Given exercise =>
Can you rewrite all the records below with each "job" changed to "task" and nothing else altered?

Excerpts from segmentation records =>
####

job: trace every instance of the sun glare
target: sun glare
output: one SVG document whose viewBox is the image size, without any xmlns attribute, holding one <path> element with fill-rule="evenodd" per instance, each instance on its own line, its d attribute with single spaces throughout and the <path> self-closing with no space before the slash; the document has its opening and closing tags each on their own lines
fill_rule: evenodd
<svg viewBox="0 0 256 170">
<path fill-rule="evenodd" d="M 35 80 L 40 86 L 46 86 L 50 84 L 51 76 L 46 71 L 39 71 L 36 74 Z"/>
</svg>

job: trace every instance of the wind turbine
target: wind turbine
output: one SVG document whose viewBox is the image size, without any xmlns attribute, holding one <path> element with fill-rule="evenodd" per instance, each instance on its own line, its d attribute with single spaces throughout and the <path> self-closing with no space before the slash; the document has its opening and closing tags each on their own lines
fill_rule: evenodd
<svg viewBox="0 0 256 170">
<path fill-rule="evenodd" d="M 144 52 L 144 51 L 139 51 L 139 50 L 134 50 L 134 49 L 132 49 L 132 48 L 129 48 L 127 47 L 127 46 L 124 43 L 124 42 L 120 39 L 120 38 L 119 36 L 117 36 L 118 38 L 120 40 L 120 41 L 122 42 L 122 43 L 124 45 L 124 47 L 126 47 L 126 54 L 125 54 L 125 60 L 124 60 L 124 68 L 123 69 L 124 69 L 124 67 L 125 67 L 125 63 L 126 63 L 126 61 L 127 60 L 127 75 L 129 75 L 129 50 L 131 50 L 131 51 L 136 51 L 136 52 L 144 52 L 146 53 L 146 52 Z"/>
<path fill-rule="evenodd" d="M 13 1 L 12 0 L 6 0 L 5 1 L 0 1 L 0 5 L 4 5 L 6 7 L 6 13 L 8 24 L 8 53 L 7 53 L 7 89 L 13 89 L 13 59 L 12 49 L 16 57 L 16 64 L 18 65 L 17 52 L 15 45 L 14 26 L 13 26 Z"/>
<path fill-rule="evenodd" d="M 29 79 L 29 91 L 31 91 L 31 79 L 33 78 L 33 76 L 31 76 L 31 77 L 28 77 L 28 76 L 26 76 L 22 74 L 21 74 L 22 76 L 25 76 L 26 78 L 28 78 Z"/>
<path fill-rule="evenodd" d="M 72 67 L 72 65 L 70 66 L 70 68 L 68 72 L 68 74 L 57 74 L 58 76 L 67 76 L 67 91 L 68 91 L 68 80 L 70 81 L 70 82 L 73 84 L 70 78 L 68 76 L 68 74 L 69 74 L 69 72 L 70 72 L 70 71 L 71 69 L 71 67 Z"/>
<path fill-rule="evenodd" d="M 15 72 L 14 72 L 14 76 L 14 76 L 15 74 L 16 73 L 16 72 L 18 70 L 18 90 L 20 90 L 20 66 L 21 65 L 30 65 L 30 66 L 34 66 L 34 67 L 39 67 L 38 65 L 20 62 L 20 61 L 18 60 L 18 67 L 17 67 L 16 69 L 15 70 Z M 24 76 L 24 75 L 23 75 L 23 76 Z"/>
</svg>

####

Response =>
task: trace every instance of the sun glare
target: sun glare
output: one SVG document whose viewBox is the image size, without any xmlns attribute, holding one <path> element with fill-rule="evenodd" per instance, each instance on its own line, its d attribute with single spaces throughout and the <path> self-closing with no space before the slash; the document has its opening and closing tags each on their own lines
fill_rule: evenodd
<svg viewBox="0 0 256 170">
<path fill-rule="evenodd" d="M 35 80 L 40 86 L 46 86 L 50 84 L 51 76 L 46 71 L 39 71 L 36 74 Z"/>
</svg>

task: trace every instance of the wind turbine
target: wind turbine
output: one SVG document whose viewBox is the image size, without any xmlns attribute, holding one <path> element with fill-rule="evenodd" per instance, each instance on its own line, its d attribute with single spaces throughout and the <path> self-closing with no space before the slash; the document has its opening and closing tags each on their own lines
fill_rule: evenodd
<svg viewBox="0 0 256 170">
<path fill-rule="evenodd" d="M 144 52 L 144 51 L 139 51 L 139 50 L 134 50 L 134 49 L 132 49 L 132 48 L 129 48 L 127 47 L 127 46 L 124 43 L 124 42 L 120 39 L 120 38 L 119 36 L 117 36 L 118 38 L 120 40 L 120 41 L 122 42 L 122 43 L 124 45 L 124 47 L 126 47 L 126 54 L 125 54 L 125 60 L 124 60 L 124 68 L 123 69 L 124 69 L 124 67 L 125 67 L 125 63 L 126 63 L 126 61 L 127 60 L 127 75 L 129 75 L 129 50 L 131 50 L 131 51 L 136 51 L 136 52 L 144 52 L 146 53 L 146 52 Z"/>
<path fill-rule="evenodd" d="M 13 1 L 12 0 L 6 0 L 5 1 L 0 1 L 0 5 L 4 5 L 6 7 L 6 13 L 8 24 L 8 53 L 7 53 L 7 89 L 13 89 L 13 59 L 12 49 L 16 57 L 16 64 L 18 65 L 17 52 L 15 45 L 14 26 L 13 26 Z"/>
<path fill-rule="evenodd" d="M 29 79 L 29 91 L 31 91 L 31 79 L 33 78 L 33 76 L 31 76 L 31 77 L 28 77 L 28 76 L 26 76 L 22 74 L 21 74 L 22 76 L 25 76 L 26 78 L 28 78 Z"/>
<path fill-rule="evenodd" d="M 72 67 L 72 65 L 70 66 L 70 68 L 68 72 L 68 74 L 57 74 L 58 76 L 67 76 L 67 91 L 68 91 L 68 80 L 70 81 L 70 82 L 73 84 L 70 78 L 68 76 L 68 74 L 69 74 L 69 72 L 70 72 L 70 71 L 71 69 L 71 67 Z"/>
<path fill-rule="evenodd" d="M 15 72 L 14 72 L 14 76 L 14 76 L 15 74 L 16 73 L 16 72 L 18 70 L 18 90 L 20 90 L 20 66 L 21 65 L 30 65 L 30 66 L 34 66 L 34 67 L 39 67 L 38 65 L 20 62 L 20 61 L 18 60 L 18 67 L 17 67 L 16 69 L 15 70 Z M 24 76 L 24 75 L 23 75 L 23 76 Z"/>
</svg>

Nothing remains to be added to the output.